■ **Task description**: Copy out the data below line for line, without changing a word.

■ **Provided material**:
[start]

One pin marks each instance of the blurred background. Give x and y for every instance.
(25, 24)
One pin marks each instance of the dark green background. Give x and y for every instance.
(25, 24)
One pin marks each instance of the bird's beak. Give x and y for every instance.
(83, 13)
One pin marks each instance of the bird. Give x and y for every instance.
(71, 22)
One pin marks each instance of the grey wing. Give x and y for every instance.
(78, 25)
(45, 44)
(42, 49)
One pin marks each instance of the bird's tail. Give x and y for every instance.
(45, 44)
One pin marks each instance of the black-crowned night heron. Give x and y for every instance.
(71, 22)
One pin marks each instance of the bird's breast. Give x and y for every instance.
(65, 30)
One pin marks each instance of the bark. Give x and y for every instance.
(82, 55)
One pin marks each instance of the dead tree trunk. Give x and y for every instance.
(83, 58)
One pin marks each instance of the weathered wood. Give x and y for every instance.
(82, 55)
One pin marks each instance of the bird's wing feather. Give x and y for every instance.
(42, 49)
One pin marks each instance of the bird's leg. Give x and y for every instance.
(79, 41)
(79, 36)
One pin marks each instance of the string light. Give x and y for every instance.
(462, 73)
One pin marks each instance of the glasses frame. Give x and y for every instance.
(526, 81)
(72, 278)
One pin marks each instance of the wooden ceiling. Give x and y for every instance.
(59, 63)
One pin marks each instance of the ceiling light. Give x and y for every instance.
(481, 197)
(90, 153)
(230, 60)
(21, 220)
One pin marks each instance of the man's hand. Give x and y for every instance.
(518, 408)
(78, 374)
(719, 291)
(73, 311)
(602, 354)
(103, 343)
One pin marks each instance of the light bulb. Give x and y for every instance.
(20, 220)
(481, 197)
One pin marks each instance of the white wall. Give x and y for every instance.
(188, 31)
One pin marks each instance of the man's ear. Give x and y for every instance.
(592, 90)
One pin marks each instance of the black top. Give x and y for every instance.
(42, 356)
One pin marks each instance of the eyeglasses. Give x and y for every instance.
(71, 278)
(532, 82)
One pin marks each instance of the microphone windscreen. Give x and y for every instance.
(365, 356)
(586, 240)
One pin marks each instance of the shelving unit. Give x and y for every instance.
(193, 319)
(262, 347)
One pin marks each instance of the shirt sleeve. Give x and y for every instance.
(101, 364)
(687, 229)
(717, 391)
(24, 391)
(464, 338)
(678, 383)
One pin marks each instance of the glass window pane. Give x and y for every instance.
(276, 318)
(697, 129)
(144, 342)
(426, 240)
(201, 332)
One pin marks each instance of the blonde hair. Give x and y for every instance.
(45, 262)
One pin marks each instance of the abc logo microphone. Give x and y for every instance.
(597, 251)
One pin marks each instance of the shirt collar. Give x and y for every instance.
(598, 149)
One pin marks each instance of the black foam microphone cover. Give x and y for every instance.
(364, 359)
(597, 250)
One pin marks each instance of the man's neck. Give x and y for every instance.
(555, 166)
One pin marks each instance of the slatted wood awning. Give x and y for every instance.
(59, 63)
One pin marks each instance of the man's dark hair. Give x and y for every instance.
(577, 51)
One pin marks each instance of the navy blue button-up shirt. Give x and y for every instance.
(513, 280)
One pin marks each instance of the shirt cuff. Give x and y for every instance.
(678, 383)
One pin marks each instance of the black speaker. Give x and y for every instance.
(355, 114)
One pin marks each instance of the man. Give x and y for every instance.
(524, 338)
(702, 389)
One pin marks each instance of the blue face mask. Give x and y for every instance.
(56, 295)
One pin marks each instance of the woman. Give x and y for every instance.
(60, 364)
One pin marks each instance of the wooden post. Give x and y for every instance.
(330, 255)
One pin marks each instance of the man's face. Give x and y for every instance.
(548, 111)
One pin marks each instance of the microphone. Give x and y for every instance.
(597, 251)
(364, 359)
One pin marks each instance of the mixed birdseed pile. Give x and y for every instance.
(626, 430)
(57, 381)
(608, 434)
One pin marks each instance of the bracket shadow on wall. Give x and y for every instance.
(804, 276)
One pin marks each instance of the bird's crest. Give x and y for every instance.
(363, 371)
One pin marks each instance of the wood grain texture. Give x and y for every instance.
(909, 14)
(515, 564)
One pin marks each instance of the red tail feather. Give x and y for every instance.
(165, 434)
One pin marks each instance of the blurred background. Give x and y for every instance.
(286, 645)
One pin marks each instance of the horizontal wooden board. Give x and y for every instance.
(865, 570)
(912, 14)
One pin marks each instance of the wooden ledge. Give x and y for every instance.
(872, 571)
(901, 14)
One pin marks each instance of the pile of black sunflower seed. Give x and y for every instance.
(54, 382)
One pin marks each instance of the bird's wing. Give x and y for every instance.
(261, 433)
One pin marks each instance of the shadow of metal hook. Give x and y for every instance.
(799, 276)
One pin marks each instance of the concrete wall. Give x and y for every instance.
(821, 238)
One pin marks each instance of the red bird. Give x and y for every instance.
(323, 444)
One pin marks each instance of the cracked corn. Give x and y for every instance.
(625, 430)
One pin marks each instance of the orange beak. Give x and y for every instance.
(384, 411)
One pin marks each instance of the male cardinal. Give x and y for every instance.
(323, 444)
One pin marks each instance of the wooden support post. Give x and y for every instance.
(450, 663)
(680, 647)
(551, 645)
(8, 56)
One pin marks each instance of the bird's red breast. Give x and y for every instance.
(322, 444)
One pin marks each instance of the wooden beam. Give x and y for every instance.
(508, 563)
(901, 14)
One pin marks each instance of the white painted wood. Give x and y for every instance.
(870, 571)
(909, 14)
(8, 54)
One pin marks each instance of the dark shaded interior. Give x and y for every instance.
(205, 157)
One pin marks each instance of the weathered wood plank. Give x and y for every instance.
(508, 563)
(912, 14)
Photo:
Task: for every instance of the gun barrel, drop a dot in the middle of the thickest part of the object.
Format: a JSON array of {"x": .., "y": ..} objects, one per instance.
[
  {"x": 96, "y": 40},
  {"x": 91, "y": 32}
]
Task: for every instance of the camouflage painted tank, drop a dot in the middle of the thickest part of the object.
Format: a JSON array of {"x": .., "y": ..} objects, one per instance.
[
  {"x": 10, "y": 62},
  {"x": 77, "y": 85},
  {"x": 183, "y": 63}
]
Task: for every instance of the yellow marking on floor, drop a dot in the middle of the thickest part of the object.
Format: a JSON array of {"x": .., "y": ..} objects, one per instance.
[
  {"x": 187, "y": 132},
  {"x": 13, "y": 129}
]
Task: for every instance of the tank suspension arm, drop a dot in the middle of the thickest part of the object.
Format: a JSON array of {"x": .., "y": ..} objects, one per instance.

[end]

■ **Response to this task**:
One pin marks each instance of the blurred background. Give x and y for every instance.
(25, 24)
One pin marks each instance of the dark green background. Give x and y for every instance.
(25, 24)
One pin marks each instance of the bird's beak. Give x and y for every instance.
(83, 13)
One pin marks each instance of the bird. Give x and y for every instance.
(71, 22)
One pin marks each instance of the grey wing. Give x and y for every instance.
(78, 25)
(45, 44)
(42, 49)
One pin marks each instance of the bird's tail. Give x and y for every instance.
(45, 44)
One pin marks each instance of the black-crowned night heron. Give x and y for every instance.
(71, 22)
One pin marks each instance of the bird's breast. Give x and y for every instance.
(65, 30)
One pin marks each instance of the bark. Give x and y for every instance.
(82, 55)
One pin marks each instance of the dead tree trunk. Give x and y for every instance.
(83, 58)
One pin marks each instance of the weathered wood. Give x and y for every instance.
(82, 55)
One pin marks each instance of the bird's wing feather. Give x and y for every instance.
(42, 49)
One pin marks each instance of the bird's leg. Give x and y for every instance.
(79, 41)
(79, 36)
One pin marks each instance of the string light. Give x and y for every instance.
(462, 73)
One pin marks each instance of the glasses frame. Give x and y for every instance.
(526, 81)
(72, 278)
One pin marks each instance of the wooden ceiling. Give x and y for every instance.
(59, 63)
One pin marks each instance of the ceiling light. Give x and y for every instance.
(481, 197)
(90, 153)
(230, 60)
(21, 220)
One pin marks each instance of the man's hand. Give x and y for every instance.
(518, 408)
(78, 374)
(719, 291)
(73, 311)
(602, 354)
(103, 343)
One pin marks each instance of the light bulb. Give x and y for every instance.
(20, 220)
(481, 197)
One pin marks each instance of the white wall. Give x and y for every instance.
(188, 31)
One pin marks each instance of the man's ear. Give x and y for every instance.
(592, 90)
One pin marks each instance of the black top. Give x and y for every instance.
(42, 356)
One pin marks each instance of the eyeglasses. Give x and y for every instance.
(71, 278)
(532, 82)
One pin marks each instance of the microphone windscreen. Give x and y for every instance.
(365, 356)
(586, 240)
One pin marks each instance of the shelving unit. Give x and y for every instance.
(193, 319)
(262, 347)
One pin marks each instance of the shirt sleeve. Give x and y for every instance.
(101, 364)
(687, 229)
(717, 391)
(24, 391)
(464, 338)
(678, 383)
One pin marks each instance of the glass window pane. Give x and y for every instance.
(276, 318)
(697, 129)
(144, 342)
(426, 240)
(201, 332)
One pin marks each instance of the blonde hair. Give x and y for every instance.
(45, 262)
One pin marks each instance of the abc logo microphone. Give x and y for every instance.
(597, 251)
One pin marks each instance of the shirt collar. Give x and y for every instance.
(598, 149)
One pin marks each instance of the black foam microphone cover. Give x and y for every instance.
(364, 359)
(597, 250)
One pin marks each instance of the man's neck. Give x and y for every instance.
(555, 166)
One pin marks each instance of the slatted wood awning. Give x and y for every instance.
(59, 63)
One pin marks each instance of the man's dark hair. Give x and y for every instance.
(577, 51)
One pin marks each instance of the navy blue button-up shirt. Give x and y for every instance.
(513, 280)
One pin marks each instance of the shirt cuff. Give x and y for every instance.
(678, 383)
One pin marks each instance of the black speaker. Give x and y for every instance.
(355, 114)
One pin marks each instance of the man. Give x and y for every instance.
(524, 338)
(702, 389)
One pin marks each instance of the blue face mask. Give x and y for every instance.
(56, 295)
One pin marks each instance of the woman. Give x and y for every instance.
(60, 364)
One pin marks each instance of the wooden post. Give x and y for every instance.
(330, 255)
One pin marks each instance of the man's face. Give x and y for every instance.
(548, 111)
One pin marks each instance of the microphone. Give x and y for every instance.
(597, 251)
(364, 359)
One pin marks each instance of the mixed birdseed pile. Give x and y for every instance.
(626, 430)
(57, 381)
(608, 434)
One pin marks each instance of the bracket shadow on wall. Give x and y for every instance.
(804, 276)
One pin marks each instance of the bird's crest. Give x and y for every instance.
(363, 371)
One pin marks each instance of the wood grain texture. Give x and y for every instance.
(909, 14)
(515, 564)
One pin marks each instance of the red tail feather. Give x and y for every instance.
(165, 434)
One pin marks each instance of the blurred background. Give x and y for every instance.
(286, 645)
One pin marks each instance of the horizontal wooden board. Give x and y for every instance.
(865, 570)
(912, 14)
One pin marks each instance of the wooden ledge. Give x and y for every instance.
(872, 571)
(901, 14)
One pin marks each instance of the pile of black sunflower seed. Give x and y for every instance.
(54, 382)
One pin marks each instance of the bird's wing. Give x and y for every instance.
(261, 433)
One pin marks each instance of the shadow of metal hook. Give x and y for every instance.
(799, 276)
One pin marks each instance of the concrete wall. Give x and y for every instance.
(821, 238)
One pin marks each instance of the red bird. Give x and y for every instance.
(323, 444)
One pin marks each instance of the cracked corn. Give x and y for every instance.
(625, 430)
One pin marks each instance of the orange beak. Give x and y for every instance.
(384, 411)
One pin marks each instance of the male cardinal. Give x and y for every instance.
(323, 444)
One pin marks each instance of the wooden support post. Give x and y for every instance.
(450, 663)
(680, 647)
(551, 645)
(8, 56)
One pin marks each instance of the bird's red breast. Give x and y for every instance.
(322, 444)
One pin marks each instance of the wooden beam. Give x and y for every instance.
(508, 563)
(901, 14)
One pin marks each instance of the white painted wood. Give x and y for every instance.
(870, 571)
(909, 14)
(8, 54)
One pin marks each instance of the dark shaded interior. Give x and y for every instance.
(205, 157)
One pin marks each instance of the weathered wood plank. Give x and y for every instance.
(508, 563)
(912, 14)
Photo:
Task: for every instance of the gun barrel, drop a dot in the middle of the thickest part of the object.
Format: a JSON array of {"x": .., "y": ..} objects, one per instance.
[
  {"x": 96, "y": 40},
  {"x": 91, "y": 32}
]
Task: for every instance of the camouflage painted tank, drop a dot in the middle of the thickest part of the object.
Format: a JSON array of {"x": .., "y": ..} objects, one per instance.
[
  {"x": 10, "y": 62},
  {"x": 77, "y": 85},
  {"x": 183, "y": 63}
]
Task: for every instance of the yellow marking on floor, drop a dot in the middle of the thickest part of the object.
Format: a JSON array of {"x": .., "y": ..} objects, one per instance.
[
  {"x": 187, "y": 132},
  {"x": 13, "y": 129}
]
Task: for every instance of the tank suspension arm, drop a dot in the middle of the thickest part of the object.
Format: a JSON array of {"x": .., "y": ..} objects, one per instance.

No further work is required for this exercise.